## Extracted entries
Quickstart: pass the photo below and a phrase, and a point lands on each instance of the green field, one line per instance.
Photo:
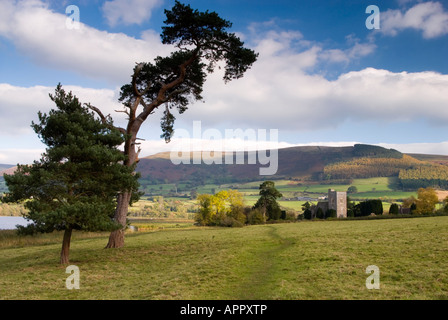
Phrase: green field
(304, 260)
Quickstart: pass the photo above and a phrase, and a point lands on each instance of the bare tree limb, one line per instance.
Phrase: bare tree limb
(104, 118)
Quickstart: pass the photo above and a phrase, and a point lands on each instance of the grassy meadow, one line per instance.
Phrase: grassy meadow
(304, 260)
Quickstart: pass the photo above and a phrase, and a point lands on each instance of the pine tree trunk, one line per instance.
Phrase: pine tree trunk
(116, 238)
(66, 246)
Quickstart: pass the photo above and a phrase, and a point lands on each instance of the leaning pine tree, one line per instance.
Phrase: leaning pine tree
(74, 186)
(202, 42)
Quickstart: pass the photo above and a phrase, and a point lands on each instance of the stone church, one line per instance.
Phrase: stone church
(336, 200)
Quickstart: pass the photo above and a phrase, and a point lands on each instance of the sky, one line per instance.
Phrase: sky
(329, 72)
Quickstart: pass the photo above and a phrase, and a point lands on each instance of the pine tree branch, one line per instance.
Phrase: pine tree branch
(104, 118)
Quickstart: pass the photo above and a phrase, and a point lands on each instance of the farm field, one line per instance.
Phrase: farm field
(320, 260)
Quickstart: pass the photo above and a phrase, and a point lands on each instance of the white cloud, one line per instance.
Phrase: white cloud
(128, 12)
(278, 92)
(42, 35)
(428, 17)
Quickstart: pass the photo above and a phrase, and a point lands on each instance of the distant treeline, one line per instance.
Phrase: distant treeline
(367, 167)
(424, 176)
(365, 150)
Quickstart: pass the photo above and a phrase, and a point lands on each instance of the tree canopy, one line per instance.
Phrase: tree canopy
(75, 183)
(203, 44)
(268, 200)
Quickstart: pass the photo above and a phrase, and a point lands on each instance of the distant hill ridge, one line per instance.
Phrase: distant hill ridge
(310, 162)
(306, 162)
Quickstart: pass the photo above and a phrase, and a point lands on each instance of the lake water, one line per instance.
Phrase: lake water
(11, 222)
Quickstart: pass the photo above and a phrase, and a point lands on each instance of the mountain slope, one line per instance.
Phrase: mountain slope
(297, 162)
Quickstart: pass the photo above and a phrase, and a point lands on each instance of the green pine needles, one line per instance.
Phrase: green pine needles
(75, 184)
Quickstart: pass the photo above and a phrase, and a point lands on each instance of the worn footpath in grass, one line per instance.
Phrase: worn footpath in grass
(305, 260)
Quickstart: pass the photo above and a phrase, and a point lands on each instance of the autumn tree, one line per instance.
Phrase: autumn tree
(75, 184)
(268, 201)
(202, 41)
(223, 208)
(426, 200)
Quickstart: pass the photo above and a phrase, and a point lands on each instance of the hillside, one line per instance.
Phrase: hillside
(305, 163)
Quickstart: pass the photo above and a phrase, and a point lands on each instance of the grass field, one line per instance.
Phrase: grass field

--

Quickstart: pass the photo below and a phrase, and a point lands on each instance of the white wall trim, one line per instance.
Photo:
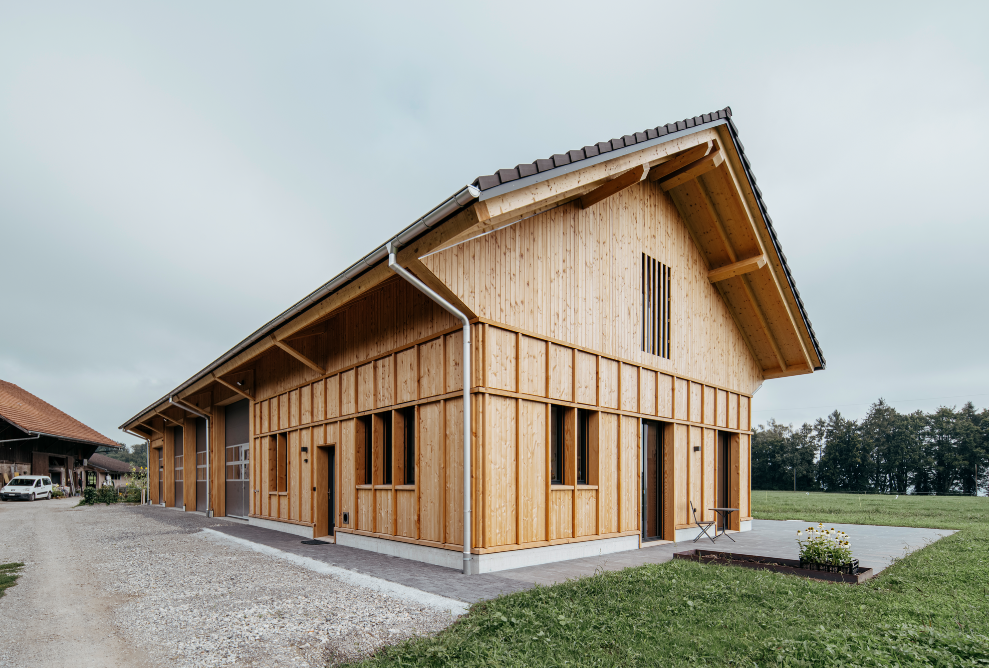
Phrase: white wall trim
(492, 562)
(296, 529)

## What is required
Copy all lines from the material above that hold the word "below".

## Output of the task
Quickstart: pass the photo below and a phrase, and a point lands on each instance of the green field, one line per instance.
Quickstart: pass the photo below and a phrase, and a point lands on each instance of the white wall trim, one line per instance.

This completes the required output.